**WHAT TO DO**
A - Quote the LocalStorageVec exercise text from "2.4.1.I Generic Index" up to and including "RangeFrom<usize>, and Range<usize>.".
B - Turn the paragraph of the LocalStorageVec exercise text that begins "We've already got an iterator" into a short bulleted list that keeps its main facts.

-------- READING TEXT --------

We've already got an iterator for LocalStorageVec, though it has the limitation that in order to construct it, the LocalStorageVec needs to be consumed. What if we only want to iterate over the items, and not consume them? We will need another iterator type, one that contains an immutable reference to the LocalStorageVec and that will thus need a lifetime annotation. Add a method called iter to LocalStorageVec that takes a shared &self reference, and instantiates the borrowing iterator. Implement the Iterator trait with the appropriate Item reference type for your borrowing iterator. To validate your code, uncomment and run the it_borrowing_iters test case.

Note that this time, the test won't compile if you require the items of LocalStorageVec be Copy! That means you'll have to define LocalStorageVec::iter in a new impl block that does not put this bound on T:

#![allow(unused)]
fn main() {
impl<T: Default + Copy, const N: usize> LocalStorageVec<T, N> {
    // Methods you've implemented so far
}

impl<T: const N: usize> LocalStorageVec<T, N> {
    pub fn iter(&self) -> /* TODO */
}
}

Defining methods in separate impl blocks means some methods are not available for certain instances of the generic type. In our case, the new method is only available for LocalStorageVecs containing items of type T that implement both Copy and Default, but iter is available for all LocalStorageVecs.

2.4.1.I Generic Index ⭐⭐⭐⭐

You've probably duplicated a lot of code in exercise 2.4.1.F. We can reduce the boilerplate by defining an empty trait:

#![allow(unused)]
fn main() {
trait LocalStorageVecIndex {}
}

First, implement this trait for usize, RangeTo<usize>, RangeFrom<usize>, and Range<usize>.

Next, replace the multiple implementations of Index with a single implementation. In English:

"For each type T, I and constant N of type usize, implement Index<I> for LocalStorageVec<T, N>, where I implements LocalStorageVecIndex and [T] implements Index<I>"

-------- DATA ENTRIES --------

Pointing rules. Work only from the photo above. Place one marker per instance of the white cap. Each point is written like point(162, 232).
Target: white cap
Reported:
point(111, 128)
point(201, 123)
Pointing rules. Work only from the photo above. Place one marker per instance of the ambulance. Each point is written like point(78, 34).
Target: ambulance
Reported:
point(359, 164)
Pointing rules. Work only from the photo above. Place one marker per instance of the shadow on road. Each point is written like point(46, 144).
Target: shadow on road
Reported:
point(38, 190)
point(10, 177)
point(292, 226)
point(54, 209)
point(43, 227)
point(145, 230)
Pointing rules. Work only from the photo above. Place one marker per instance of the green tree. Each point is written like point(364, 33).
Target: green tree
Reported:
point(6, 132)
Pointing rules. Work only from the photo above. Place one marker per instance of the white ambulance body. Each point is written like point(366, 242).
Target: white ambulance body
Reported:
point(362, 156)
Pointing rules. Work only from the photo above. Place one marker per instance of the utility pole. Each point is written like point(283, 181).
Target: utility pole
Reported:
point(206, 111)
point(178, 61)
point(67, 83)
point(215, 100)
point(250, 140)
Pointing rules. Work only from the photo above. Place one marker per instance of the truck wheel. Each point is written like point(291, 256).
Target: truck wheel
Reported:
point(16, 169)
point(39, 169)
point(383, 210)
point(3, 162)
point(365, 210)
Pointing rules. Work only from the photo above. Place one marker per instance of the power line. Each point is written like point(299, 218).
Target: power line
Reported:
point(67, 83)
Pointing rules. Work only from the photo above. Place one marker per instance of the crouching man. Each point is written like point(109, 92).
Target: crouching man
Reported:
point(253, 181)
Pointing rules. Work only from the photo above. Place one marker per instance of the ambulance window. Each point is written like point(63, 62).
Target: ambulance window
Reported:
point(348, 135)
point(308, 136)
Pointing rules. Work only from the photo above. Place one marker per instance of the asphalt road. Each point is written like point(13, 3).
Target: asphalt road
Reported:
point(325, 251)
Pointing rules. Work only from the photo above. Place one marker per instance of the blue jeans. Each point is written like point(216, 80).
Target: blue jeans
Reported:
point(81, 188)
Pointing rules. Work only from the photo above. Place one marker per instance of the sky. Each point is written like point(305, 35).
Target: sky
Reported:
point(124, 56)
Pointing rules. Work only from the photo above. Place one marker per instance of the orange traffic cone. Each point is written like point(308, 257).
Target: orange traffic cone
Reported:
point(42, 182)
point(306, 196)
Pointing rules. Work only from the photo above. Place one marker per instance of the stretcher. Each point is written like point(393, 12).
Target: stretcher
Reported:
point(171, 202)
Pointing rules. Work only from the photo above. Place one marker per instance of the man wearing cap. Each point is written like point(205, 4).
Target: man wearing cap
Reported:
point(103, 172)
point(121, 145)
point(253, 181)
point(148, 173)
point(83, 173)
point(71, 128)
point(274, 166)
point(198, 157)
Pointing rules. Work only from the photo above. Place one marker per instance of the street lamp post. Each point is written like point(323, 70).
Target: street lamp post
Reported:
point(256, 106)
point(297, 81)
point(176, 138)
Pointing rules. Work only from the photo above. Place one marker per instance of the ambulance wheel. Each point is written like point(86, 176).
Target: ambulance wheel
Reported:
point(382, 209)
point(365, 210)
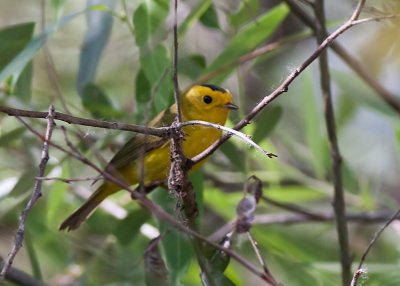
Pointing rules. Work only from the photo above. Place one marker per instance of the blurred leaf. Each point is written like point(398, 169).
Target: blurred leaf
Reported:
point(13, 40)
point(349, 179)
point(155, 64)
point(11, 203)
point(222, 203)
point(99, 26)
point(148, 18)
point(216, 263)
point(313, 128)
point(192, 65)
point(197, 180)
point(248, 10)
point(352, 86)
point(25, 183)
point(176, 245)
point(194, 16)
point(33, 258)
point(20, 61)
point(57, 8)
point(143, 94)
point(96, 102)
point(55, 198)
point(210, 18)
point(251, 36)
point(24, 84)
point(6, 139)
point(156, 272)
point(294, 193)
point(345, 110)
point(127, 229)
point(234, 155)
point(266, 121)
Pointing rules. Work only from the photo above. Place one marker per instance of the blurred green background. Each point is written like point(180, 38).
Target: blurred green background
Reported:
point(111, 60)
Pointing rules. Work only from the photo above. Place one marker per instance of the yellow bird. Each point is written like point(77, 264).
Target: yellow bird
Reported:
point(146, 158)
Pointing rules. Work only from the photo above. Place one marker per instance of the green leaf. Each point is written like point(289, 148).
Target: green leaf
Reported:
point(134, 220)
point(142, 95)
point(231, 151)
point(216, 263)
point(352, 86)
point(23, 57)
point(266, 122)
point(194, 16)
point(13, 40)
point(96, 102)
point(222, 203)
point(55, 208)
point(313, 127)
point(148, 18)
point(24, 84)
point(156, 272)
point(251, 36)
point(210, 18)
point(176, 245)
point(57, 8)
point(156, 65)
point(99, 24)
point(6, 139)
point(248, 10)
point(10, 203)
point(25, 182)
point(191, 66)
point(33, 257)
point(346, 109)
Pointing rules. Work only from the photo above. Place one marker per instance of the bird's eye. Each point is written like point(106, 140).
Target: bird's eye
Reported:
point(207, 99)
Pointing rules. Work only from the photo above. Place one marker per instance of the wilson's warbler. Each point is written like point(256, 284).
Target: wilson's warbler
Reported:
point(149, 156)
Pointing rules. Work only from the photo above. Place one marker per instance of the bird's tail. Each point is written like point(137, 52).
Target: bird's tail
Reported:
point(81, 214)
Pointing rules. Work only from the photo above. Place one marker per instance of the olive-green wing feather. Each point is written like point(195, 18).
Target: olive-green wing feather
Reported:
point(141, 144)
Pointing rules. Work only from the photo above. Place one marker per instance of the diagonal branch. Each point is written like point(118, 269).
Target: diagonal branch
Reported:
point(160, 132)
point(36, 194)
point(354, 64)
point(338, 200)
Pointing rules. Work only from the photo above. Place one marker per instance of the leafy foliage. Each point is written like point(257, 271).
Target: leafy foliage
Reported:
point(116, 65)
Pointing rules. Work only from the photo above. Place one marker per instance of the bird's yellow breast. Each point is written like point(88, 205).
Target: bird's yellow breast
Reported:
point(155, 165)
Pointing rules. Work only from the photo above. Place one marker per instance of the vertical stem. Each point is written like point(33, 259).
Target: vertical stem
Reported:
point(175, 62)
point(338, 201)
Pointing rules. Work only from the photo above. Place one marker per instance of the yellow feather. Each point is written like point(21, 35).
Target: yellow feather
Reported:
point(150, 156)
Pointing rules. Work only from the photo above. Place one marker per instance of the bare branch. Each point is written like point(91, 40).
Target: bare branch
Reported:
point(354, 64)
point(160, 132)
point(338, 200)
point(283, 87)
point(376, 236)
point(155, 209)
point(230, 131)
point(36, 194)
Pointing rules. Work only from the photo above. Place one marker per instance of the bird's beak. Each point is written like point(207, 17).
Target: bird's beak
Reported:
point(231, 106)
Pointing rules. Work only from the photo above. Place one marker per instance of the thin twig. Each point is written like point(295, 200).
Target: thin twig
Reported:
point(175, 62)
point(297, 218)
point(338, 200)
point(155, 209)
point(19, 277)
point(376, 236)
point(67, 180)
point(230, 131)
point(353, 63)
point(160, 132)
point(282, 88)
point(36, 194)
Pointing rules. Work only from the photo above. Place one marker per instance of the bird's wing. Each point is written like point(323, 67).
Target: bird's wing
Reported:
point(141, 144)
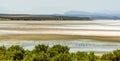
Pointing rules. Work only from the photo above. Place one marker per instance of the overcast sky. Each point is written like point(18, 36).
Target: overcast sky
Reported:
point(57, 6)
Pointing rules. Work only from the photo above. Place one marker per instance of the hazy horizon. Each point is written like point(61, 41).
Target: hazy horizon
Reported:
point(57, 6)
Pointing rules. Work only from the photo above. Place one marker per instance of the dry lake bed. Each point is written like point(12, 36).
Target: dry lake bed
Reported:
point(99, 36)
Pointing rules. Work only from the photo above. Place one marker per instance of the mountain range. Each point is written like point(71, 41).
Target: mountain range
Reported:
point(94, 15)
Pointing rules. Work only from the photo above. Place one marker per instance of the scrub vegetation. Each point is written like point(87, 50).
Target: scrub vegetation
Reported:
point(54, 53)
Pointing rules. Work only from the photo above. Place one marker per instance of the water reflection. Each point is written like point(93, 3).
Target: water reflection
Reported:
point(75, 45)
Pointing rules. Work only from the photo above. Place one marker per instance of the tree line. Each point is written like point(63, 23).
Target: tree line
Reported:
point(55, 53)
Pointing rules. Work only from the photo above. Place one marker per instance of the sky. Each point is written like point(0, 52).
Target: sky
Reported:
point(57, 6)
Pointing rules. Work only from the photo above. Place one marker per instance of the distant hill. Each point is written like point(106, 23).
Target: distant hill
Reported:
point(40, 17)
point(102, 15)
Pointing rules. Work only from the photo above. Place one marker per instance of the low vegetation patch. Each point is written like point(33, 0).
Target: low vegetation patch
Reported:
point(54, 53)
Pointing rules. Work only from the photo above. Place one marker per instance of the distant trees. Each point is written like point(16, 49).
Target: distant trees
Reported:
point(54, 53)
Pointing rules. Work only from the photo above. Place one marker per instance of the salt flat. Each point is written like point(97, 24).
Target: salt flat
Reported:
point(99, 36)
point(98, 28)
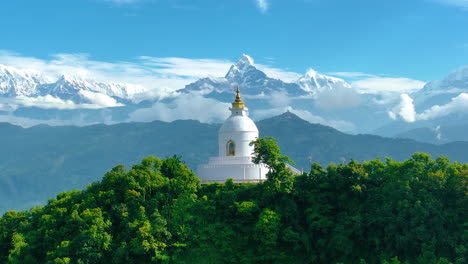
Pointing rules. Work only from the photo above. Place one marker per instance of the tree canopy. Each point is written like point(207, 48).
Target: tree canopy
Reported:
point(158, 212)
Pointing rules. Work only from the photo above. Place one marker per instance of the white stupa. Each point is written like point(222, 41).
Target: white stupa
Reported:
point(235, 154)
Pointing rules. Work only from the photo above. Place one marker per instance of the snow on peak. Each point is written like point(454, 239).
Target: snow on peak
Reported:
point(245, 60)
point(461, 74)
point(14, 82)
point(311, 73)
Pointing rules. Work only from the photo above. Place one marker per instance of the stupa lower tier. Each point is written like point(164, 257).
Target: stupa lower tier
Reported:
point(239, 169)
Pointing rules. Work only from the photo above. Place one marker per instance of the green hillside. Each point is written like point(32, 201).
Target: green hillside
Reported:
point(157, 212)
point(38, 162)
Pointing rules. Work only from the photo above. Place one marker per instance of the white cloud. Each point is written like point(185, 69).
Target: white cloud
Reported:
point(458, 104)
point(97, 101)
point(338, 98)
point(262, 5)
point(352, 74)
point(186, 106)
point(406, 111)
point(341, 125)
point(374, 85)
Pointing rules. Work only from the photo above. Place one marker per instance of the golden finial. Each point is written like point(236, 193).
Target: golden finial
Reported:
point(238, 102)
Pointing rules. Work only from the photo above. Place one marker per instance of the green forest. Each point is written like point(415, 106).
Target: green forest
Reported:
point(376, 211)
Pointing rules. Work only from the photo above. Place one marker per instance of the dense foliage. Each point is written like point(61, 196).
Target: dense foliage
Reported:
point(38, 162)
point(157, 212)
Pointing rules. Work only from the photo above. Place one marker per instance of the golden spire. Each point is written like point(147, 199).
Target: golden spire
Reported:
point(238, 102)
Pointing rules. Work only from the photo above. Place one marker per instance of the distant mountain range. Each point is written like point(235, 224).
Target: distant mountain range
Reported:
point(38, 162)
point(255, 82)
point(27, 97)
point(438, 134)
point(17, 82)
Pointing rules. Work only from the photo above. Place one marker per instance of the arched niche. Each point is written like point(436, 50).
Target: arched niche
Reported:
point(230, 148)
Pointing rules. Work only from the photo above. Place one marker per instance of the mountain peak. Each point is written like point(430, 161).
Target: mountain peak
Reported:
point(245, 60)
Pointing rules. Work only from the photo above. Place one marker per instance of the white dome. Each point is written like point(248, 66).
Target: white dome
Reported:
point(241, 123)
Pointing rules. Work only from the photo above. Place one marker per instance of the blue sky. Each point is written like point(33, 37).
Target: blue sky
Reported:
point(409, 40)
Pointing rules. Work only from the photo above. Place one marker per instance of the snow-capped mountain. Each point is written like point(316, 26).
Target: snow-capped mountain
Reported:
point(255, 82)
point(315, 82)
point(68, 87)
point(15, 82)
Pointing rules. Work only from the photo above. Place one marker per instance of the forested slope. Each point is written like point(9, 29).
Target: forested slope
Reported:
point(38, 162)
point(157, 212)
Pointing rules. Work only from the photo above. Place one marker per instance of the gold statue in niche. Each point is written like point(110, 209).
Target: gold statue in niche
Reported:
point(231, 148)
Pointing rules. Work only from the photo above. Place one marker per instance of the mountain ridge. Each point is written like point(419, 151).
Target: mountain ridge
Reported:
point(37, 162)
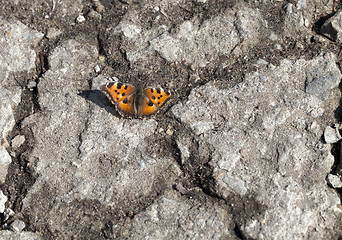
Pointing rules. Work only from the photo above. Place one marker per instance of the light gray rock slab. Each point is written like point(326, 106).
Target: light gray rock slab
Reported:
point(5, 161)
point(3, 200)
point(16, 53)
point(9, 235)
point(322, 79)
point(8, 101)
point(196, 43)
point(175, 217)
point(84, 152)
point(332, 28)
point(259, 146)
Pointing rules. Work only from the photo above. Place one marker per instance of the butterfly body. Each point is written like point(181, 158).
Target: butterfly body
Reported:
point(135, 102)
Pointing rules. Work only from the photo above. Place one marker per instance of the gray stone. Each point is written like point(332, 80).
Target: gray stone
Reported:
point(16, 53)
point(3, 200)
point(9, 235)
point(332, 28)
point(332, 135)
point(17, 225)
point(17, 141)
point(334, 181)
point(321, 80)
point(258, 145)
point(5, 161)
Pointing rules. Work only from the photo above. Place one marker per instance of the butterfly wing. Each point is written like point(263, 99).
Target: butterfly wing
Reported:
point(122, 96)
point(147, 109)
point(157, 96)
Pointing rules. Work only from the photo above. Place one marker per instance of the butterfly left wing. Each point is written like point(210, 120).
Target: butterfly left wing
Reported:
point(147, 108)
point(157, 96)
point(117, 92)
point(122, 96)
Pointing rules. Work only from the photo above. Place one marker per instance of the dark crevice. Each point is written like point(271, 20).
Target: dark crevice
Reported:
point(238, 233)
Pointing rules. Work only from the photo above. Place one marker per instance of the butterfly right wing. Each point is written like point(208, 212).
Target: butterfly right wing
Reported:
point(122, 96)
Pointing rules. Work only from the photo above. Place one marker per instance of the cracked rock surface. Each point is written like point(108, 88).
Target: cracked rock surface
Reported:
point(247, 148)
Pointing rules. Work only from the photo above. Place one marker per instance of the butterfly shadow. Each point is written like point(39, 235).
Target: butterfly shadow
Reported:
point(101, 100)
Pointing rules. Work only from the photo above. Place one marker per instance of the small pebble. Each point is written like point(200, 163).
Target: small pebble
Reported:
point(98, 6)
point(17, 141)
point(97, 68)
point(17, 225)
point(102, 58)
point(8, 213)
point(80, 19)
point(53, 33)
point(31, 84)
point(94, 15)
point(331, 135)
point(3, 200)
point(169, 132)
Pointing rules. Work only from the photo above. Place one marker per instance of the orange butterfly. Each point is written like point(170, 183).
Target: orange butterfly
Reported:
point(135, 102)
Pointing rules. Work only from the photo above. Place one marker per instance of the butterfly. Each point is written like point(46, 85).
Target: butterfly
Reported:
point(135, 102)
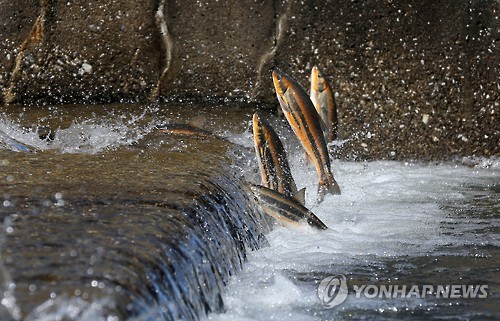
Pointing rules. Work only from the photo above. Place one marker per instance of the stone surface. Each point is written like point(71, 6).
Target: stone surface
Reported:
point(414, 79)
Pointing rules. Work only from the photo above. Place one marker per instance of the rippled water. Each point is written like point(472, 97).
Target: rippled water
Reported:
point(73, 200)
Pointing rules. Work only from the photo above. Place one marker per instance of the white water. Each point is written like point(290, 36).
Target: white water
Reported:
point(386, 210)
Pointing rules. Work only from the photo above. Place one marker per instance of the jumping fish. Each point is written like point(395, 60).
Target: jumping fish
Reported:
point(324, 102)
point(304, 120)
point(274, 168)
point(286, 210)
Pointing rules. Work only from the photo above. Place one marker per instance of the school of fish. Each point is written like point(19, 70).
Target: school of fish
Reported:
point(313, 119)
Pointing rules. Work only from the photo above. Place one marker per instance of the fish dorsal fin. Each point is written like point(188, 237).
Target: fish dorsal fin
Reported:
point(300, 196)
point(198, 121)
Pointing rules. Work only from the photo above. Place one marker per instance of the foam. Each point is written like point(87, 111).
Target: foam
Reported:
point(386, 210)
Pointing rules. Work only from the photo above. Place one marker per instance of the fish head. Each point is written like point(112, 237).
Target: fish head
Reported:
point(283, 86)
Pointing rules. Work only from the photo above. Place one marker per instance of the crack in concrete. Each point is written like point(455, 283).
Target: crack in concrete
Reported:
point(34, 38)
point(167, 46)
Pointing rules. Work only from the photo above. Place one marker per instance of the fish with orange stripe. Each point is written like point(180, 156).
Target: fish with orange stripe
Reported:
point(305, 122)
point(274, 168)
point(323, 100)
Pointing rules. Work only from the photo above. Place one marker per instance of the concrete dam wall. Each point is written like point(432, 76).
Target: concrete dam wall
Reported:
point(414, 79)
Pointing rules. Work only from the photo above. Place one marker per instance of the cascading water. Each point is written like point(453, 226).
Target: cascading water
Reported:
point(112, 220)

--------

**RESULTS OF THE EXERCISE**
A -
2.4.1.I Generic Index ⭐⭐⭐⭐

You've probably duplicated a lot of code in exercise 2.4.1.F. We can reduce the boilerplate by defining an empty trait:

#![allow(unused)]
fn main() {
trait LocalStorageVecIndex {}
}

First, implement this trait for usize, RangeTo<usize>, RangeFrom<usize>, and Range<usize>.

B -
- Constructing the existing iterator for LocalStorageVec consumes the LocalStorageVec.
- Iterating over the items without consuming them requires a second iterator type. This type holds an immutable reference to the LocalStorageVec, so it needs a lifetime annotation.
- Add an iter method to LocalStorageVec that takes a shared &self reference and creates the borrowing iterator.
- Implement the Iterator trait for the borrowing iterator, using the appropriate reference type as Item.
- Uncomment and run the it_borrowing_iters test case to validate the code.